(begin)

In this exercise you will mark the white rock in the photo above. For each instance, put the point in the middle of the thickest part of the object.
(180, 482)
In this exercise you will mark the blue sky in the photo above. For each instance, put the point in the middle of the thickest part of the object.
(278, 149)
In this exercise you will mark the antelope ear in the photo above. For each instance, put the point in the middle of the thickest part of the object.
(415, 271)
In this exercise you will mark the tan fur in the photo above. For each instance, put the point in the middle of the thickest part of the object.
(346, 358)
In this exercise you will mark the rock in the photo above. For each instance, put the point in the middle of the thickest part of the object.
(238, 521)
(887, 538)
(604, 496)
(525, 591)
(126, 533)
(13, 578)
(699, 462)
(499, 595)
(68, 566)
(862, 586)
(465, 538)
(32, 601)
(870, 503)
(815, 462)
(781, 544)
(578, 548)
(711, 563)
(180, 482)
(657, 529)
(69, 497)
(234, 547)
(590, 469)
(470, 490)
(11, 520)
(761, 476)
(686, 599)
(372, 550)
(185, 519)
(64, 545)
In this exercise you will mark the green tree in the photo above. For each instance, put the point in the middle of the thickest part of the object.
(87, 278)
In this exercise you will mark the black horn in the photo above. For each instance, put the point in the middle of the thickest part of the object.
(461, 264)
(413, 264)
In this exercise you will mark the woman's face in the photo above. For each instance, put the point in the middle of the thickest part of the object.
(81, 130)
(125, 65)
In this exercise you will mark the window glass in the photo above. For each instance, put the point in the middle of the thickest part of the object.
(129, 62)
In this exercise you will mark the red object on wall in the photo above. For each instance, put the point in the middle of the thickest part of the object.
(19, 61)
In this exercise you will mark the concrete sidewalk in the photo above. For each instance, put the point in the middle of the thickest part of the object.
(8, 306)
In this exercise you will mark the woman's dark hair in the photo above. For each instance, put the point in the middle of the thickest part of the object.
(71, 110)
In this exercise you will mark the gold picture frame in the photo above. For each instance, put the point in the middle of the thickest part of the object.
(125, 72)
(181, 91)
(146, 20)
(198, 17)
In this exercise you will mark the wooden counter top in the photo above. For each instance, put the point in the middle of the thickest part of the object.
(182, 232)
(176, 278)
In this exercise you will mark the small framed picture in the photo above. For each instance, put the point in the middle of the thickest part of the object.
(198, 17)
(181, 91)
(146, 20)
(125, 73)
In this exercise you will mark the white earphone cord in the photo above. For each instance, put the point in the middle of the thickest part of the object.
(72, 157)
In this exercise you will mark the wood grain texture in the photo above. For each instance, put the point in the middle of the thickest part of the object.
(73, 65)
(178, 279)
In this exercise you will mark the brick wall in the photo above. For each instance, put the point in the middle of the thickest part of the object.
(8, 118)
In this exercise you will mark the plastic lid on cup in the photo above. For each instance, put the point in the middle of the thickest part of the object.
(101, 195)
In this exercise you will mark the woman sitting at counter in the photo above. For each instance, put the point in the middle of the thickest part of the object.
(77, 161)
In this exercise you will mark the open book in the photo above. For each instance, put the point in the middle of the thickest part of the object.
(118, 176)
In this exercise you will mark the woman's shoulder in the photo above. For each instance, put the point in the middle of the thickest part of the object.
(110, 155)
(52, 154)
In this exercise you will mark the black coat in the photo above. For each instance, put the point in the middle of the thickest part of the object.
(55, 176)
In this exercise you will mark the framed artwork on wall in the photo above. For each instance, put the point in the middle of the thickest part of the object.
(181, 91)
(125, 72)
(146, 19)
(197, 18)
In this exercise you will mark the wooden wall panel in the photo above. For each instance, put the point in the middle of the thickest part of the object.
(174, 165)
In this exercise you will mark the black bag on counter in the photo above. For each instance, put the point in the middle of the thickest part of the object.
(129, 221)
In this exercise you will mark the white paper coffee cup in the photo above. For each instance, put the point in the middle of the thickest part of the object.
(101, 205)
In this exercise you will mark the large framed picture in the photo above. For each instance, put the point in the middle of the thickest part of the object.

(end)

Take the data above and return it exactly.

In this exercise you will mark the white rock in the photo above. For each instance, put the point in the middle of the thickest part of the object.
(180, 482)
In this exercise you will mark the blue sky in the photo above. For each instance, put the point in the middle of the thickest part of the object.
(278, 149)
In this exercise you will mark the antelope ear in the photo above. For each instance, put the point in the middle of the thickest part of the object.
(415, 271)
In this exercise you will mark the tan fur in the photo above. For each instance, put the point in the middle of the thickest part of the object.
(346, 358)
In this exercise you will mark the rock in the photo above. For each instance, put the point in the middle of the thickest part of the object.
(238, 521)
(887, 538)
(604, 496)
(525, 591)
(126, 533)
(13, 578)
(699, 462)
(499, 595)
(68, 566)
(862, 586)
(465, 538)
(32, 601)
(870, 503)
(815, 462)
(781, 544)
(578, 548)
(711, 563)
(180, 482)
(657, 529)
(69, 497)
(234, 547)
(590, 469)
(470, 490)
(11, 520)
(761, 476)
(686, 599)
(372, 550)
(185, 519)
(64, 545)
In this exercise you will mark the green tree in the photo above. For each instance, put the point in the middle of the thickest part of the object.
(87, 278)
In this exercise you will mark the black horn in the photo above. For each instance, put the point in the middle of the thickest part of the object.
(461, 264)
(413, 264)
In this exercise you will mark the woman's face in the photo above. For each instance, put the point in the middle of the thickest part of the object.
(81, 130)
(125, 65)
In this exercise you will mark the window glass in the photo above. For each instance, put the point in the middle of the thickest part of the object.
(129, 62)
In this exercise you will mark the red object on wall in the photo above. For each instance, put the point in the middle of the thickest part of the object.
(19, 61)
In this exercise you will mark the concrete sidewalk in the photo above. For each instance, put the point in the middle of the thickest part of the object.
(8, 306)
In this exercise you will mark the woman's dark hair in the photo above. For each instance, put the point in the middle of the thickest part of the object.
(71, 110)
In this exercise you will mark the gold picture frame in the photo above. For each instance, put the point in the middle of the thickest part of the object.
(125, 72)
(181, 91)
(146, 20)
(198, 17)
In this exercise you will mark the wooden counter top in the photo above. For each instance, put the point in the middle of the thickest part of the object.
(182, 232)
(176, 278)
In this exercise you will mark the small framed picture in the photo above. For each instance, put the point in the middle of the thickest part of the object.
(198, 17)
(181, 91)
(146, 20)
(125, 73)
In this exercise you will mark the white earphone cord in the photo above. For each instance, put the point in the middle of the thickest part of the object.
(72, 157)
In this exercise you will mark the wood grain texture in the photo above. For each instance, put the point in the middle of the thickest part of the object.
(73, 65)
(178, 279)
In this exercise you will mark the brick wall in the photo above. For each instance, put the point in the middle of the thickest part of the object.
(8, 118)
In this exercise you will mark the plastic lid on cup in the photo above. For each instance, put the point in the middle of the thickest part of the object.
(101, 195)
In this exercise you will mark the woman sitting at counter in the photo above. For each instance, put the point in the middle of the thickest part of the object.
(77, 161)
In this exercise you will mark the open book in the photo above. For each instance, put the point in the middle of the thickest part of the object.
(118, 176)
In this exercise you will mark the woman's shoulder in the photo above. For each instance, put the point in the middle of the thickest part of the object.
(110, 155)
(52, 154)
In this exercise you will mark the black coat in the photo above. For each instance, put the point in the middle of the thickest part of the object.
(55, 176)
In this exercise you will mark the framed artwork on wall in the photo above. For each instance, put the point in the middle of the thickest part of the object.
(181, 91)
(125, 72)
(146, 19)
(197, 18)
In this exercise you will mark the wooden wall panel in the photo above. For each instance, put the point in the middle of the thickest part of the object.
(174, 165)
In this exercise you will mark the black bag on counter in the photo above. For each instance, put the point in the middle of the thickest part of the object.
(129, 221)
In this exercise you will mark the white paper coffee cup in the photo above. For each instance, put the point in the middle of the thickest part of the object.
(101, 205)
In this exercise you will mark the large framed picture in the photo above. For each instance, put the point in the middle of the thickest part of the object.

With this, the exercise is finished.